Someone Must Eventually Say No. Warnings on the Europe Crisis


Yesterday’s Wall Street rally was indicative of a world investment community desperate for a shred of good news. The U.S. employment figures were better than expected and a consortium of central banks, the Fed included, agreed to prop up European banks with temporary funding.

Everyone now knows the meaning of “moral hazard” – a term foreign to the business vocabulary twenty years ago. It first came to the fore with the Asian Crisis of the summer of 1997. Buyers of bonds of the emerging Asian economies, expecting a lender of last resort, sought to profit from high interest Asian bonds and fixed dollar exchange rates. The two most recent episodes of moral hazard are the U.S. mortgage disaster and the toxic debt of  Ireland, Greece, Portugal, and now Italy. In both cases, investments were made assuming a lender of last resort. Things are different from 1997: We have no credible lenders of last resort who can make whole creditors who stand to lose not billions but trillions.

Moral hazard and lenders of last resort are addictions. We realize their costs only after the fact, and then we must agree to yet another bailout. Otherwise the costs are too high.

We now stand at a watershed in Europe. Creditor countries and Eurocrats tell Germany, the European Central Bank, and the IMF that the costs of yet another bailout are small compared to the alternative. Apparently, the world’s central banks yesterday caved in, at least partially. Only the German voter and perhaps the European Central Bank are left standing against the bail-out consensus. It is argued that somehow the European Union needs time to discipline the spendthrift Greeks, Portuguese, and Italians. But the central bank signal to them is “continue as is. Pretend to change your ways. You are too big too fail, so don’t worry.”

§ Exercise goal
Reproduce word for word the stretch of the Europe crisis commentary that begins with the words "Moral hazard and" and ends with "are too high.".

§ Recorded data
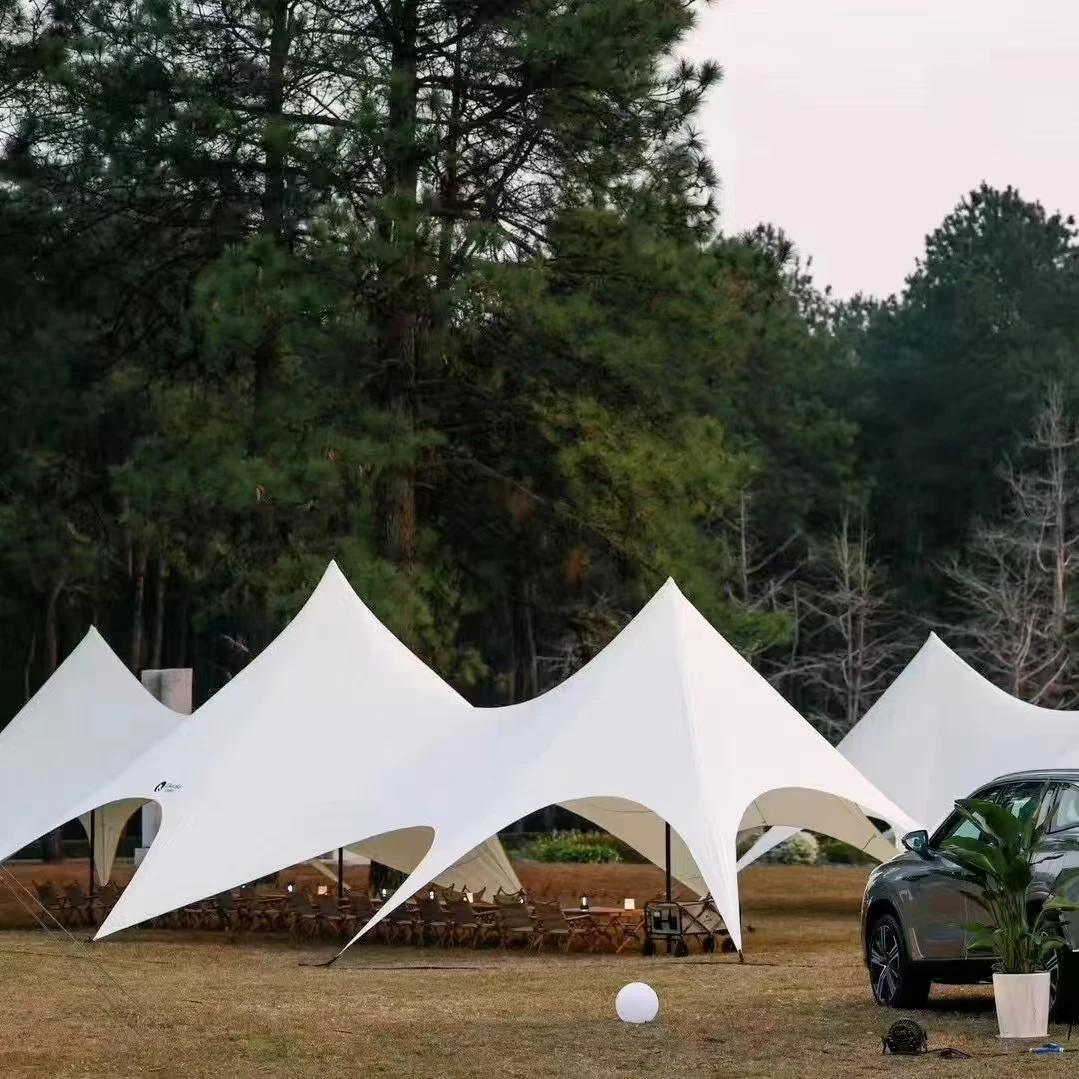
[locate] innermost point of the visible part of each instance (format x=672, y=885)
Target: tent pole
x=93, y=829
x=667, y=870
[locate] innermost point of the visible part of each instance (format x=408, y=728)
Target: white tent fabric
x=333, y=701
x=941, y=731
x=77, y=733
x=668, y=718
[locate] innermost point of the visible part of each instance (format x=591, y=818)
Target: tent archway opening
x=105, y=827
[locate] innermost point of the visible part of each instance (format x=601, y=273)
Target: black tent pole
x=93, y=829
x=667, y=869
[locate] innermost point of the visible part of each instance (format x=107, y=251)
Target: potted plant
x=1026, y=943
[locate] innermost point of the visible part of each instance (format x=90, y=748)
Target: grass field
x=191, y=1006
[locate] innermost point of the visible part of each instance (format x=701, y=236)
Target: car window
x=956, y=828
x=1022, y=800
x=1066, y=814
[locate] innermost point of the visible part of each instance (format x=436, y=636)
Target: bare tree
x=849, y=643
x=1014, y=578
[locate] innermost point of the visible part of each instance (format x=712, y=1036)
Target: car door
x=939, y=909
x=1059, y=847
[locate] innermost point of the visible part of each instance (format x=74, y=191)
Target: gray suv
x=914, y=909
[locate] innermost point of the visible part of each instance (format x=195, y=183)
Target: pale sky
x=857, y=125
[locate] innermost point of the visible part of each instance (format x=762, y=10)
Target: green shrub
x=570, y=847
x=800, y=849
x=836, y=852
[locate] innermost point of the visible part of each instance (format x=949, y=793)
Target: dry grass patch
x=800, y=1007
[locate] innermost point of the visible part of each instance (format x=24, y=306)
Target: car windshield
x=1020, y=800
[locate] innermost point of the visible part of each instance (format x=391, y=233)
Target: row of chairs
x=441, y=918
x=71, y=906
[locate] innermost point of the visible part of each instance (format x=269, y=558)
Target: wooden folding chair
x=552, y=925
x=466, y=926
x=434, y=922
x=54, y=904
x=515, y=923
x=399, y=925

§ Exercise output
Moral hazard and lenders of last resort are addictions. We realize their costs only after the fact, and then we must agree to yet another bailout. Otherwise the costs are too high.